======== EXERCISE MATERIAL ========
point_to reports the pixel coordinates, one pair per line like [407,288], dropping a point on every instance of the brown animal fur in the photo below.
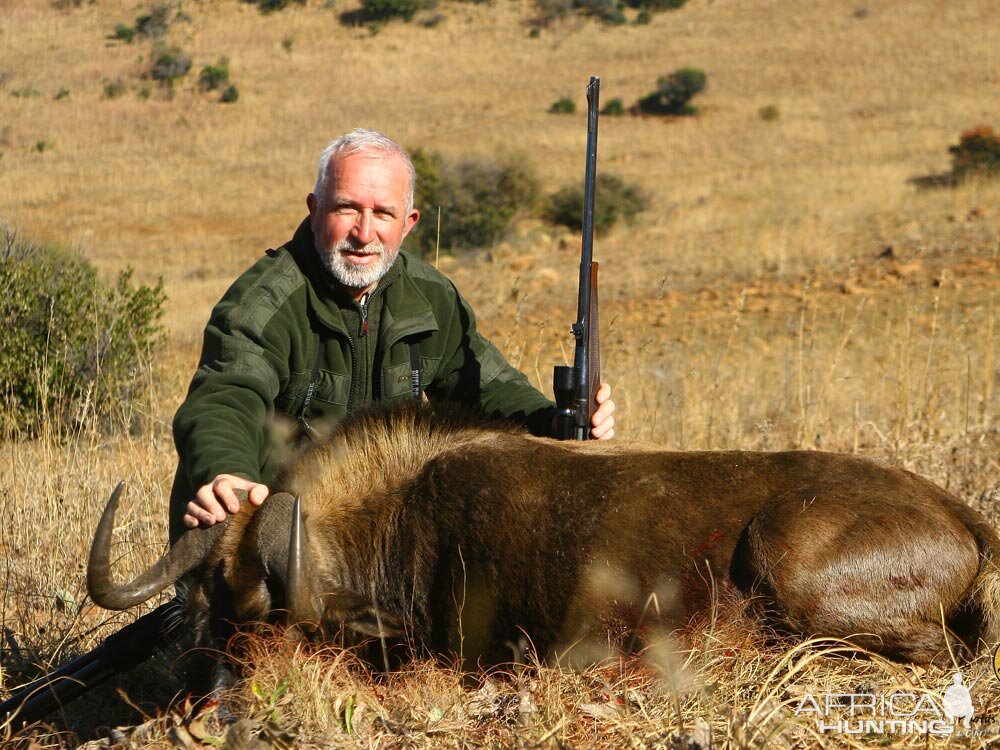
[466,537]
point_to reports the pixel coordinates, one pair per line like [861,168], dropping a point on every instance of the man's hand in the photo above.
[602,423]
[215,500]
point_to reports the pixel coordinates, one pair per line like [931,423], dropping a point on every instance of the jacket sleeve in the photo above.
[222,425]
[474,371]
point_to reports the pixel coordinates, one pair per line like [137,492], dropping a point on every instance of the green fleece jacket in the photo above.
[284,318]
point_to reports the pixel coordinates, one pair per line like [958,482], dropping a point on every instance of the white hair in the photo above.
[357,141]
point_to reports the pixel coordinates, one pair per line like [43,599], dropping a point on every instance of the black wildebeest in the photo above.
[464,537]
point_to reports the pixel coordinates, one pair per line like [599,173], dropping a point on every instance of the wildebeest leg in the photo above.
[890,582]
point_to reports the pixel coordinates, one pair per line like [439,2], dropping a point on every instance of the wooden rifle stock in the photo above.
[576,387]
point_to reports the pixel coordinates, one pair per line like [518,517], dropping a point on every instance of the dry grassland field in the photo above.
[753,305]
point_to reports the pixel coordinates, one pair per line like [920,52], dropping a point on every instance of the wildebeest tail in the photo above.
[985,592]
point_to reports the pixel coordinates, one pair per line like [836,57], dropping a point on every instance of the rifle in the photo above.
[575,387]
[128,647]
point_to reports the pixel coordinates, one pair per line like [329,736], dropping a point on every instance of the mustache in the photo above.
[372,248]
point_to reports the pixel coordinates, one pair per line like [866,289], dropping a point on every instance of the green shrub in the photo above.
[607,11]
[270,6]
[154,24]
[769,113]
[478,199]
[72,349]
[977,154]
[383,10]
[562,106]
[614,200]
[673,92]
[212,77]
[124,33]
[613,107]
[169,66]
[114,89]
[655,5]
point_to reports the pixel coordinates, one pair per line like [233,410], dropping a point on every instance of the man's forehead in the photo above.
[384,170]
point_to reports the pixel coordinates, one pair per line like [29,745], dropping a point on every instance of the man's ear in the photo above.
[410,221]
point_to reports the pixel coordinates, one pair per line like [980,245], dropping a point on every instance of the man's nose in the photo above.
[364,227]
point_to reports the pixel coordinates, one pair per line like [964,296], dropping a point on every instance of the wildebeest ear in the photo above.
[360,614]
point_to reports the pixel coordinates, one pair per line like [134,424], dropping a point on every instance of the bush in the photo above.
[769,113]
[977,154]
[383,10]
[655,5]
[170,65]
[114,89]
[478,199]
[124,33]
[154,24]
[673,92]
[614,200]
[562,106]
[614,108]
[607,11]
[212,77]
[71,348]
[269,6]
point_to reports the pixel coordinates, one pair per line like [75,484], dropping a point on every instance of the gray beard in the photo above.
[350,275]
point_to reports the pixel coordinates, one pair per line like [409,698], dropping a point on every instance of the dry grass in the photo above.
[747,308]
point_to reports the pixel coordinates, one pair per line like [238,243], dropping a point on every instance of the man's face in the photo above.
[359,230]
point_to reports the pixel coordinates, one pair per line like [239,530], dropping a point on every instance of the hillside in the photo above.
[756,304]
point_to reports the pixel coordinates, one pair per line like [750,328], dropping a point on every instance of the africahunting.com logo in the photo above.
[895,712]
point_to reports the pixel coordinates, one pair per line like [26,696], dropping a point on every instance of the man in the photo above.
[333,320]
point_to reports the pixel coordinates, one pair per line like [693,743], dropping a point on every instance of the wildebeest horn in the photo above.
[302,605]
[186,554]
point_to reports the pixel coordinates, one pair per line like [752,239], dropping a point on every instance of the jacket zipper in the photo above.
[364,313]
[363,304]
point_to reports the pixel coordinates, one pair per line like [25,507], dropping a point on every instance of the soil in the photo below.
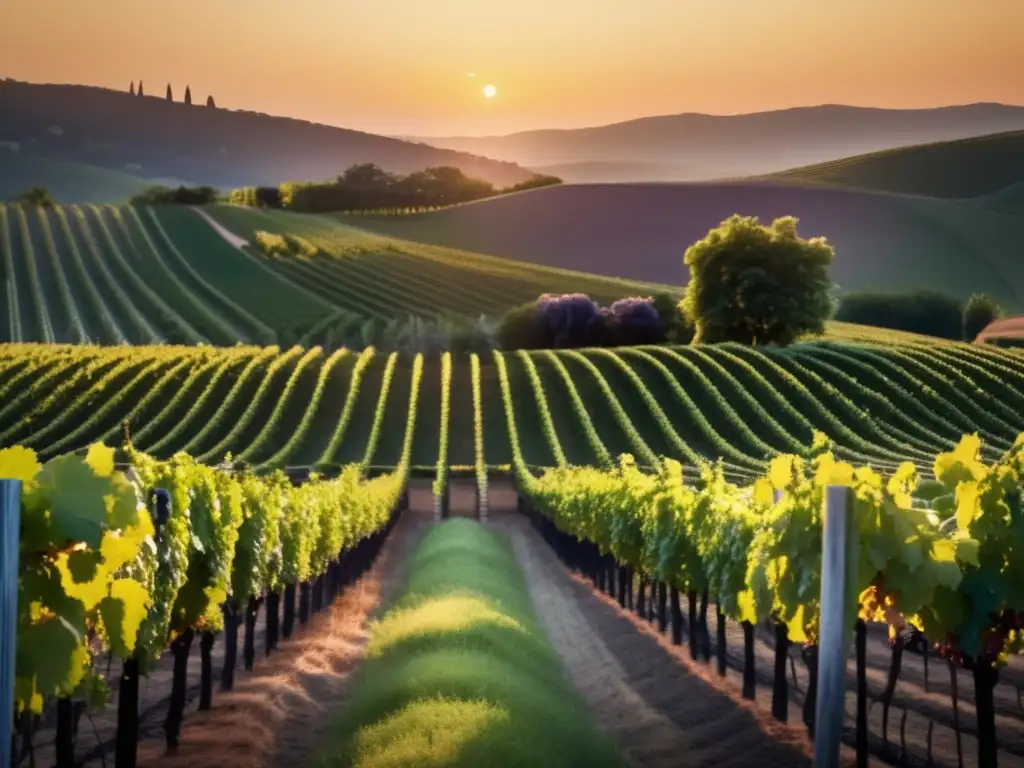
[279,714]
========
======== EXERCISE MATERIAL ========
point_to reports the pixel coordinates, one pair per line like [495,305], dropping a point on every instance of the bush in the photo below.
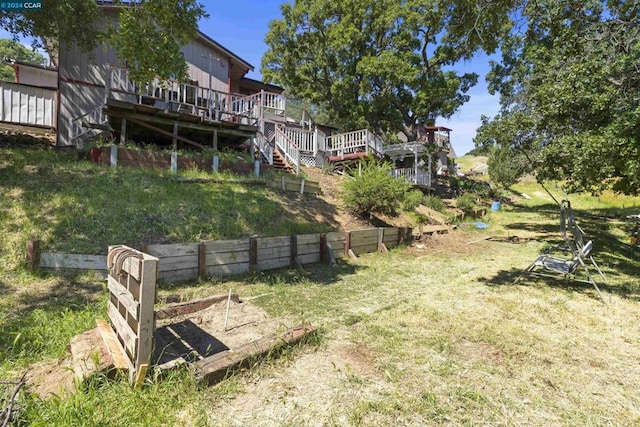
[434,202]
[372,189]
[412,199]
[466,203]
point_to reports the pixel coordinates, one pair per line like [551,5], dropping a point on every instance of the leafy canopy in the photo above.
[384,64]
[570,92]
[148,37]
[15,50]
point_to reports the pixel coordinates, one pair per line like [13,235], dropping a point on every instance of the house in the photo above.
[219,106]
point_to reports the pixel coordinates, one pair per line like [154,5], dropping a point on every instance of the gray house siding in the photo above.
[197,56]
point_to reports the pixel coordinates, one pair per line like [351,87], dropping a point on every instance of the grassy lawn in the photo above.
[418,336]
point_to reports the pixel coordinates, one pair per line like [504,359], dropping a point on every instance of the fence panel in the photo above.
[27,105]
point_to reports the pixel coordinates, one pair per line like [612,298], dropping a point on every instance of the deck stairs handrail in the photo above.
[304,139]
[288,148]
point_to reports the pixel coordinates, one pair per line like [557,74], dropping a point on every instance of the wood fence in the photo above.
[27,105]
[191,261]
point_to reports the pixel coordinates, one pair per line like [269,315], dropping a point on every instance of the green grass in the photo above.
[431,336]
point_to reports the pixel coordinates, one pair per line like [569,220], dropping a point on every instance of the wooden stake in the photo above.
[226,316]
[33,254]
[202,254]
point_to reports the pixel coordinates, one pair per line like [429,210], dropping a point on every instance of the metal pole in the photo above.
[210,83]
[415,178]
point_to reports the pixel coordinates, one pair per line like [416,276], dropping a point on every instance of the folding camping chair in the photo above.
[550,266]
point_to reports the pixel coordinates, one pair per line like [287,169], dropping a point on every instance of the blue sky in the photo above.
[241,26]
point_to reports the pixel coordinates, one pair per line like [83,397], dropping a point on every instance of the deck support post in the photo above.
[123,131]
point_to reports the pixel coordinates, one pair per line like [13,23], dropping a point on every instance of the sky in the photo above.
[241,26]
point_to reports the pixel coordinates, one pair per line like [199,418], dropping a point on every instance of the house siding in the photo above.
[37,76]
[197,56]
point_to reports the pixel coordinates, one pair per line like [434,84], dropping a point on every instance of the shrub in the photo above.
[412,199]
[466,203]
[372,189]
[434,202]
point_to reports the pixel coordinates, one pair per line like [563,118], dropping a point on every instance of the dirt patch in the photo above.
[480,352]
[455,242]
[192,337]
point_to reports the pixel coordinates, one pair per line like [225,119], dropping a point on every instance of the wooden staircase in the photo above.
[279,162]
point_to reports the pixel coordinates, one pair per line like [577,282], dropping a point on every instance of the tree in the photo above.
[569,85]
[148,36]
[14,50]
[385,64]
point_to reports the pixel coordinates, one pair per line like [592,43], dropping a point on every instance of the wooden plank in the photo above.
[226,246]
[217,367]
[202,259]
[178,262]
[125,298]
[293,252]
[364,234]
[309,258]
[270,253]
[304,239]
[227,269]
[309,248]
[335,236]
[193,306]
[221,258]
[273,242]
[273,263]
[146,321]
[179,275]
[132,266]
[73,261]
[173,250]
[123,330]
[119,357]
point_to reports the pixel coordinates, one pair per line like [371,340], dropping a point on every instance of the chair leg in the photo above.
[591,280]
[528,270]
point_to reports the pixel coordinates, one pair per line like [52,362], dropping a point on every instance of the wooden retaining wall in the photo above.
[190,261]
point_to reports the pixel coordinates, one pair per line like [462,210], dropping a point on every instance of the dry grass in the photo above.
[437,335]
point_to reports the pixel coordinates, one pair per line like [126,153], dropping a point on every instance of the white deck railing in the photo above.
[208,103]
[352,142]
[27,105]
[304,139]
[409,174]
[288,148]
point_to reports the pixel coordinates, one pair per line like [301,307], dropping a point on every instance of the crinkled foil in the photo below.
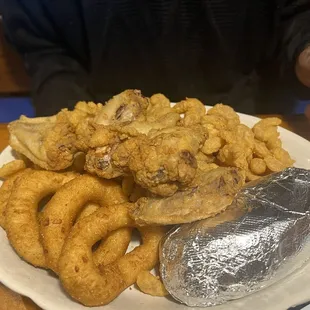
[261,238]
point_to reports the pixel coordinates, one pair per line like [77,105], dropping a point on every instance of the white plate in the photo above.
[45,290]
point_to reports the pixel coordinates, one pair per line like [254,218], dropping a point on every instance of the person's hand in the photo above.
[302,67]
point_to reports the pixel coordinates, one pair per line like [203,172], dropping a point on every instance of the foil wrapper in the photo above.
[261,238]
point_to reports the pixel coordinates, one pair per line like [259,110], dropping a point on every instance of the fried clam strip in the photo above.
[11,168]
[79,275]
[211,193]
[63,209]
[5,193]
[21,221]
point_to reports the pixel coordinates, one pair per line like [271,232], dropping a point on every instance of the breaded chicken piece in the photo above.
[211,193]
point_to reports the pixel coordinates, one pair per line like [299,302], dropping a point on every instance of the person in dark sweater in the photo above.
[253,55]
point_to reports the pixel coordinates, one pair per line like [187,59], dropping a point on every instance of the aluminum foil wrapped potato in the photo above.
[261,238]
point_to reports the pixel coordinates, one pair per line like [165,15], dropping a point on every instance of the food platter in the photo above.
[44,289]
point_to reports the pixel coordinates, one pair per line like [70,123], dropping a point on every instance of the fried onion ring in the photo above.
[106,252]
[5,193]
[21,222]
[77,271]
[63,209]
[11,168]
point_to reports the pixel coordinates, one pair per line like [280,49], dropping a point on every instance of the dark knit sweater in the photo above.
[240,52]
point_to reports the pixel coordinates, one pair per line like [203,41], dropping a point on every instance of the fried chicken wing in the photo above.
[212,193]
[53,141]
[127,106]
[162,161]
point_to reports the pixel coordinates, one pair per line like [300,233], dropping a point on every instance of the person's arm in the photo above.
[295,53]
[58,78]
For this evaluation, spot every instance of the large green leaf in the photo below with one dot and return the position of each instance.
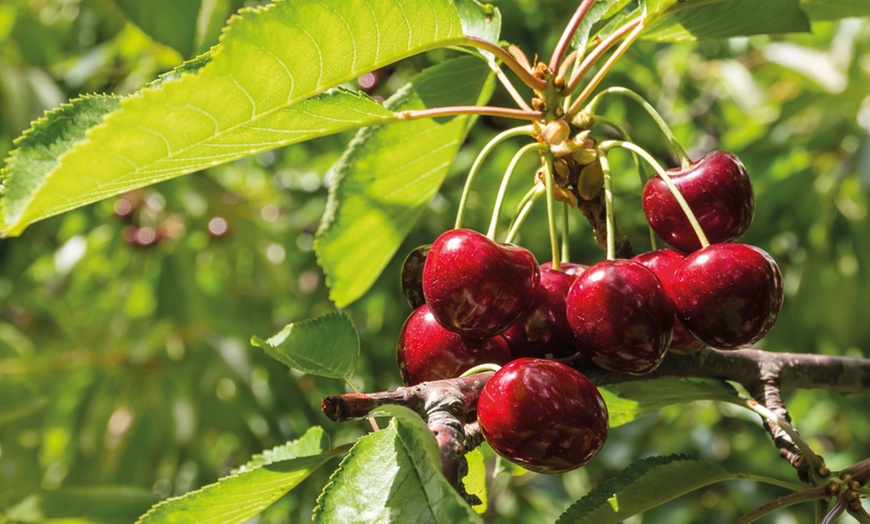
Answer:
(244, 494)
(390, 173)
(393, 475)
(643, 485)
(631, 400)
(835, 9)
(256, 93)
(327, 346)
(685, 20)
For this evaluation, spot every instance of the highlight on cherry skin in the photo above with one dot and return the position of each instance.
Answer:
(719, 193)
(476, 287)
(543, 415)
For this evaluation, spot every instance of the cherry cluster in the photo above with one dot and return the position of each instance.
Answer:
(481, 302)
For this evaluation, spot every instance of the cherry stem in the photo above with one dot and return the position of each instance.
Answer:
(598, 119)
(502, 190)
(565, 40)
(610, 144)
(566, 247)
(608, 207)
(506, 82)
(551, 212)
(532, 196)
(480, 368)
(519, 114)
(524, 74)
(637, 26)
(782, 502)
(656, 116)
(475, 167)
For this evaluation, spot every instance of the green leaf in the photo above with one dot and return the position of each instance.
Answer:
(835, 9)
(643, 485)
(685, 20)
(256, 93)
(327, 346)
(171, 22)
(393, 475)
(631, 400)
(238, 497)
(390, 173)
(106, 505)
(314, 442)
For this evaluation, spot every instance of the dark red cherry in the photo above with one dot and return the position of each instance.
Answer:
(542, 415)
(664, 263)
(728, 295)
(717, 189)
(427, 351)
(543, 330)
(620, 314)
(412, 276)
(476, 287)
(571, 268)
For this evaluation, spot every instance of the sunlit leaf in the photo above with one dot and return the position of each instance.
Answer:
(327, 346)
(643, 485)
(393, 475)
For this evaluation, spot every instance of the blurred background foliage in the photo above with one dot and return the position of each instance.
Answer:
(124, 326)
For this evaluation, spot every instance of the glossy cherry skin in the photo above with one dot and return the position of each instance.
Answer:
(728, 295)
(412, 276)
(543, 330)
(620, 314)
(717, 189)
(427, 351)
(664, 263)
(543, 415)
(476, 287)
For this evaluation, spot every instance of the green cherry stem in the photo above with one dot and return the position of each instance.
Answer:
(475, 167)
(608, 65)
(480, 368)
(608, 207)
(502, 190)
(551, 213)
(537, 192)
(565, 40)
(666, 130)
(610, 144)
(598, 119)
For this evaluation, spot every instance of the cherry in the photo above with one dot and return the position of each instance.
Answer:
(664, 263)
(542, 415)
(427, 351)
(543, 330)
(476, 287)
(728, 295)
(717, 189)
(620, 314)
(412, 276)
========
======== EXERCISE MATERIAL ========
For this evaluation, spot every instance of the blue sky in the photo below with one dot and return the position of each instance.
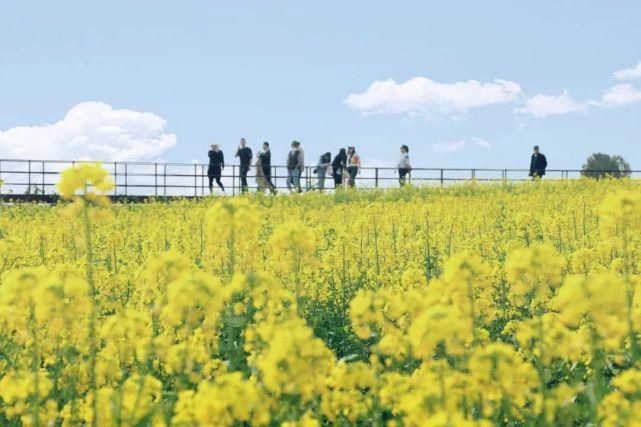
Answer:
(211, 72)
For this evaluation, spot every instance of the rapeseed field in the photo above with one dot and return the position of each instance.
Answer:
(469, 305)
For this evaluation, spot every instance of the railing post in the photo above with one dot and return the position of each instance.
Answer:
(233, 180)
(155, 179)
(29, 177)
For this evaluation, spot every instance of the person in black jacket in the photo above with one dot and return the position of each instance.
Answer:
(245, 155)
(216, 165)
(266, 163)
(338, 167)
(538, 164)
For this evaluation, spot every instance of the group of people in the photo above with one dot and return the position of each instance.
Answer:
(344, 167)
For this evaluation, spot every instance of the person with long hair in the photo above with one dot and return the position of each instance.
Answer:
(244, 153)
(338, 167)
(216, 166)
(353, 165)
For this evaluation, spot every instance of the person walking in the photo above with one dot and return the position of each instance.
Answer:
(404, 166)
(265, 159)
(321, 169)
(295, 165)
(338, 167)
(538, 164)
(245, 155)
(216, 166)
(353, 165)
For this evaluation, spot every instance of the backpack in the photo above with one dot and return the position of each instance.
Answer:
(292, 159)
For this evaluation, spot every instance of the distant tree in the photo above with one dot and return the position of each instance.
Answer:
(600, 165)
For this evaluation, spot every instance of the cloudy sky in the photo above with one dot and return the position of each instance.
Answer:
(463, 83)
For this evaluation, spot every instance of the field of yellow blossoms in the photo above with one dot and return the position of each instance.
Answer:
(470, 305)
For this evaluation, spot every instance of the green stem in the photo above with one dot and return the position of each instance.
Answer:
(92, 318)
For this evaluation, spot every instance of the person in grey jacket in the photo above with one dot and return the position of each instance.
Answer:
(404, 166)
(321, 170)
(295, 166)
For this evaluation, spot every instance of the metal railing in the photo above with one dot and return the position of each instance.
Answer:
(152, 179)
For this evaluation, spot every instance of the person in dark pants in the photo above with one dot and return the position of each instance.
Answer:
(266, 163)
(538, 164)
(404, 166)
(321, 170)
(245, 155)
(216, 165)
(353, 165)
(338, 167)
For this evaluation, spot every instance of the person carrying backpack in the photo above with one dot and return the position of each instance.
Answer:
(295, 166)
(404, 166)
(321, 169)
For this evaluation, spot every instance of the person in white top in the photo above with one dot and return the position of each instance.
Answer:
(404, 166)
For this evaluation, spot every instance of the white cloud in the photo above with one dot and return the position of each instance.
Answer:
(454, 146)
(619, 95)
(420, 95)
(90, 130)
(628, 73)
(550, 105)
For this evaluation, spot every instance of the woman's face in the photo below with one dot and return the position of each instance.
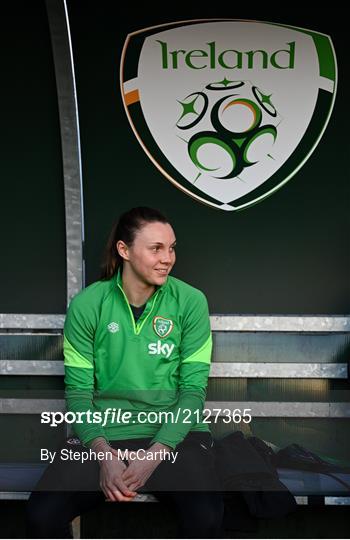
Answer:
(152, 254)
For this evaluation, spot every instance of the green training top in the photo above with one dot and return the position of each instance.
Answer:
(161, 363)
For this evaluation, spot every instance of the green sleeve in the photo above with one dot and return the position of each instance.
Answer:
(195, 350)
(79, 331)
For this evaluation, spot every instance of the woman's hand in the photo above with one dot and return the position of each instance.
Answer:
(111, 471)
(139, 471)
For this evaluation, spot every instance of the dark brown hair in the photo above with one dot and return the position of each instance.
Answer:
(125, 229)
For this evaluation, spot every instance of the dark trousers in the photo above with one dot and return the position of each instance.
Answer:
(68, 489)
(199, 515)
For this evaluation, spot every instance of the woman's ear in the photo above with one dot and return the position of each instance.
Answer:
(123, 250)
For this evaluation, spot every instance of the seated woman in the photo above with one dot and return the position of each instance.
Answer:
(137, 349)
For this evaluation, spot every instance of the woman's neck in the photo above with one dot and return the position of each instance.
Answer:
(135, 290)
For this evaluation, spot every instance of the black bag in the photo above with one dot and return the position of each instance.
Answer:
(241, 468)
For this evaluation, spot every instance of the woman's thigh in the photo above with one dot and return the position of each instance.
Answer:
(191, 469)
========
* [OBJECTIVE] Pick out each line of the items that contains the word "railing", and copy those lines. Case matters.

* [RIGHT ANSWER]
point_to reports the pixel coordinates, one pair per line like [126,153], dropping a point on every instance of the white deck railing in the photo above.
For this evaluation, spot every instance of the railing post in the photo above with one dot and return the position of each instance.
For this evaluation, spot every instance of the metal railing in the photo above with one dot and return the position of each instance.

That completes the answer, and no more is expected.